(Material for the task begins)

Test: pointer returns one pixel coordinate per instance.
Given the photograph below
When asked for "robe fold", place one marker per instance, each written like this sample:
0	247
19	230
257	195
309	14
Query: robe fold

(Material for the task ends)

## Directions
Please copy out each line of the data in which the word "instance" occurs.

## Answer box
Test: pointer returns one pixel coordinate per instance.
When asked for "robe fold", place one marker per instance, each written like this sample:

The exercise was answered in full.